Source material ->

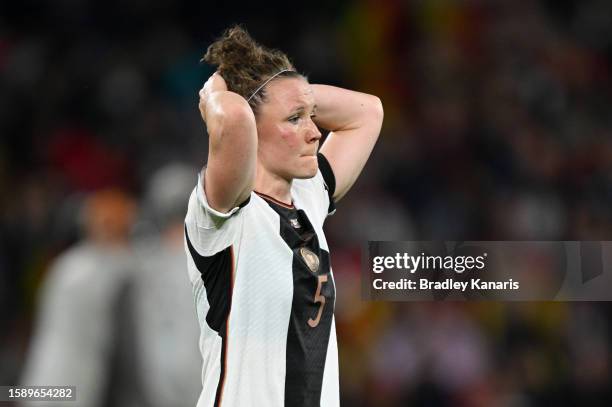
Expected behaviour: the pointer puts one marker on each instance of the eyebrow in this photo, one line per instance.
(301, 108)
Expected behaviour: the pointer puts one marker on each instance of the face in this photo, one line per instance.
(288, 138)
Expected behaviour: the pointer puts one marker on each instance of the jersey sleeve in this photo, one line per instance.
(329, 182)
(207, 230)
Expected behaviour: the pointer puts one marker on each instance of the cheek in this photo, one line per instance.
(289, 138)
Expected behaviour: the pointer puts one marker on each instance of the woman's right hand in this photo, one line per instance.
(215, 83)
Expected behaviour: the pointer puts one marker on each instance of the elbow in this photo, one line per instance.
(376, 110)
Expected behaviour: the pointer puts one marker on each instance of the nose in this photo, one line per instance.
(313, 134)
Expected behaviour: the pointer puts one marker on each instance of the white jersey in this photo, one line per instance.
(265, 297)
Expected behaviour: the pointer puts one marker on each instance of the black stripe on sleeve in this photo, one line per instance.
(216, 273)
(330, 180)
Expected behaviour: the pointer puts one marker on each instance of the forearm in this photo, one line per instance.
(342, 109)
(232, 149)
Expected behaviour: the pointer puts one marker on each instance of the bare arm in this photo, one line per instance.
(354, 120)
(232, 151)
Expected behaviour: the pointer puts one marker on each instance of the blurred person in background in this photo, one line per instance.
(74, 337)
(164, 324)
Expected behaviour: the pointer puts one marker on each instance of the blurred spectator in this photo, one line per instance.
(164, 323)
(76, 327)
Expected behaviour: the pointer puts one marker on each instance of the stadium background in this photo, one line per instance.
(497, 127)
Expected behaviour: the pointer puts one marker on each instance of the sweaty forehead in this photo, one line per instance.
(290, 92)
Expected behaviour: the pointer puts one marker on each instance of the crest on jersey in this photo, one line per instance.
(311, 259)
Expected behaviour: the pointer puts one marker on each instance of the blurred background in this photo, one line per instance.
(497, 127)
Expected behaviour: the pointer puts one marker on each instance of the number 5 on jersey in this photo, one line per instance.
(318, 298)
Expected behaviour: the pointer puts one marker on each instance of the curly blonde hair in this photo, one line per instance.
(245, 65)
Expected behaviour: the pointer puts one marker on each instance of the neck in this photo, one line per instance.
(272, 185)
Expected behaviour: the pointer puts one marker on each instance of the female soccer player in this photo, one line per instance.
(257, 255)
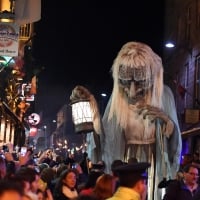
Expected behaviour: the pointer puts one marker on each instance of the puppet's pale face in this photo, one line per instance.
(134, 82)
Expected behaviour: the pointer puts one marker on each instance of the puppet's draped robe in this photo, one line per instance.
(166, 151)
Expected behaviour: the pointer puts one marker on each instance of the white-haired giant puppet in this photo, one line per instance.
(140, 119)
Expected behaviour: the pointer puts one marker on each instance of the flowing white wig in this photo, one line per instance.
(136, 55)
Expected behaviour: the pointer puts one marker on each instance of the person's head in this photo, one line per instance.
(114, 164)
(30, 176)
(69, 177)
(133, 176)
(190, 174)
(92, 178)
(104, 187)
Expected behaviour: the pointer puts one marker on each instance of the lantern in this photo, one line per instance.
(82, 116)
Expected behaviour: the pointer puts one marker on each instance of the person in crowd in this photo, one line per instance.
(10, 190)
(114, 164)
(133, 181)
(65, 187)
(185, 188)
(84, 163)
(48, 176)
(186, 159)
(104, 187)
(2, 167)
(30, 177)
(87, 189)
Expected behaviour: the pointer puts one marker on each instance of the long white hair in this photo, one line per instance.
(136, 55)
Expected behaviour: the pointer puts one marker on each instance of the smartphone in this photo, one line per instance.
(23, 151)
(74, 165)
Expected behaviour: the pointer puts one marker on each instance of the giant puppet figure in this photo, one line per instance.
(140, 119)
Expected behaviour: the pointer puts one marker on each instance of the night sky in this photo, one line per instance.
(77, 41)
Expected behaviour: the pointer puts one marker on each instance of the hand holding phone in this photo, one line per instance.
(23, 151)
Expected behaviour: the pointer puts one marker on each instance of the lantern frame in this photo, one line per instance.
(82, 116)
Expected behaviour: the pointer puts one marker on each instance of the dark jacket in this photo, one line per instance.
(178, 190)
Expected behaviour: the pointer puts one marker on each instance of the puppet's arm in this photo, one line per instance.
(157, 113)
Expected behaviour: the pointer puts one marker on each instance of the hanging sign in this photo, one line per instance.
(9, 39)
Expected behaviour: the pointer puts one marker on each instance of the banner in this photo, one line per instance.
(9, 39)
(27, 11)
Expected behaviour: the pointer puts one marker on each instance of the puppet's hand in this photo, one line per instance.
(157, 113)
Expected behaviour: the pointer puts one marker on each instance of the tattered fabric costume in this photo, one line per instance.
(140, 119)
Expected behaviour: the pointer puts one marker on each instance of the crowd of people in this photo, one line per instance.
(54, 177)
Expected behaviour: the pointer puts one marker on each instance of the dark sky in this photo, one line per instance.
(77, 41)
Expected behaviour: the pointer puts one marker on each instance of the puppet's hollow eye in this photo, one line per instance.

Short problem -> Retype the whole listing exactly and leave the pictures out.

Written answer ->
Expected behaviour: the pointer puts one marker on each instance of the eyebrow in this photo, one line per instance.
(301, 108)
Expected behaviour: the pointer puts one marker on each instance of the face in this photo, one line per instance.
(288, 138)
Expected behaviour: the pointer puts one marker on each instance of the jersey sleeve in this photo, one line per instance.
(329, 182)
(207, 230)
Expected behaviour: the pointer puts one marker on each instance of the cheek in this photo, one line per instance.
(289, 138)
Expected behaviour: the pointer puts one marker on each instance of the woman's right hand in this photo, one line per instance.
(215, 83)
Expected behaviour: the pointer puts one marker on each instance of the elbow in this photo, one line per instance.
(376, 110)
Expected behaviour: the pointer puts one marker on each instance of the nose in this photo, one line per instance.
(313, 134)
Expected behaviour: the pointer puts one marker on each instance of the white jersey in this photo, one line per instance.
(265, 297)
Expected behaviour: the pointer puts one marker on each instance of the black stripe on sleeve in this photo, one line per instance.
(216, 273)
(330, 180)
Expected behaviour: the pointer puts one marker on each instance of the forearm in this photo, one line per instance.
(342, 109)
(232, 149)
Expected behaviour: the pointer puts one marker on each instance of the bare arm in this photo, one line per instance.
(354, 120)
(232, 151)
Expected behaviour: the pointer puts one marker on each instance of the blurred person in background in this photo, one line per instance.
(74, 337)
(164, 324)
Expected behaviour: the pointer puts one marker on each instance of the blurred spectator in this photo, one line per instance.
(164, 323)
(76, 327)
Expected behaviour: the pointer puts one marker on each instance of the stadium background in this photo, one line per instance.
(497, 127)
Expected behaviour: the pointer puts one marker on each instance of the sweaty forehead in this photo, one line per instance.
(290, 92)
Expected behaviour: the pointer puts one marker on each instance of the crest on jersey in this photo, one line per instance.
(311, 259)
Expected behaviour: the pointer puts one marker on each instance of the blurred background in this photo, one line per instance.
(497, 127)
Expected behaviour: the pointer puts one marker on each instance of the number 5 on jersey in this photo, one line per instance.
(318, 298)
Expected behaviour: the pointer puts one marker on each instance of the curly blonde hair in this photo, one line per instance.
(245, 65)
Expected behaviour: the pointer puts one marker on each instance of the neck in this photo, one line per instance.
(272, 185)
Expected behaviour: the pointer puts one marker on each instance of the female soccer player in this photo, one line per instance.
(257, 255)
Expected behaviour: the pointer puts one marker on each instance of the puppet's pale face in this photo, one line per instance.
(134, 82)
Expected behaviour: the pointer puts one marker on each instance of the puppet's draped robe in this photo, one line per instance.
(166, 151)
Expected behaviour: the pointer puts one marker on each instance of the white-haired giant puppet in this photo, one line per instance.
(140, 119)
Expected behaviour: the pointer puts one marker on each instance of the flowing white wig in this photo, one line per instance.
(136, 55)
Expected behaviour: the pointer puts one marker on each instance of the person's head in this photo, one line per instance.
(114, 164)
(30, 176)
(69, 177)
(133, 176)
(190, 174)
(92, 178)
(104, 187)
Expected behaviour: the pointer puts one marker on each instance of the lantern in this photo, one line per instance.
(82, 116)
Expected behaviour: the pointer puts one marker on each instance of the person in crowd in this photo, one line per instance.
(10, 190)
(114, 164)
(133, 181)
(65, 187)
(185, 188)
(84, 163)
(48, 176)
(186, 159)
(104, 187)
(2, 167)
(30, 177)
(87, 189)
Expected behaviour: the pointer puts one marker on each instance of the long white hair in this photo, one line per instance.
(136, 55)
Expected behaviour: the pointer puts one marker on each instance of the smartphone in this photo, one line per instance.
(23, 151)
(74, 165)
Expected behaviour: the pointer puts one marker on each instance of the giant puppet figure in this photo, one line per instance.
(140, 119)
Expected behaviour: the pointer puts one marker on each instance of the night sky in this photo, one line per instance.
(77, 41)
Expected behaviour: the pointer puts one marker on each instance of the hand holding phone in this photo, one line per instance.
(23, 151)
Expected behaviour: the pointer puts one marker on each instance of the lantern frame in this photo, one line per instance.
(82, 116)
Expected behaviour: the pointer puts one marker on each instance of the dark jacket in this photo, one line per instance.
(178, 190)
Expected behaviour: the pointer puts one marker on each instance of the puppet's arm in this photo, one line per instance.
(157, 113)
Expected behaviour: the pointer puts one marker on each instance of the hanging sign in this photo, one line per instance.
(9, 39)
Expected behaviour: the pointer puts one marker on each instance of the banner in this photo, one line per instance.
(9, 39)
(27, 11)
Expected behaviour: the pointer puts one marker on each instance of the puppet's hand in this photo, one line per instance.
(157, 113)
Expected behaviour: the pointer puts one marker on each instance of the tattered fabric costume in this photo, one line per instance.
(140, 119)
Expected behaviour: the pointer puts one marker on each instance of the crowd of people in this photo, one line per instance.
(54, 177)
Expected behaviour: the pointer puts one marker on each instance of the dark sky in this photo, one line per instance.
(77, 41)
Expected behaviour: the pointer puts one marker on each instance of the puppet's hollow eye in this photo, one line per instance.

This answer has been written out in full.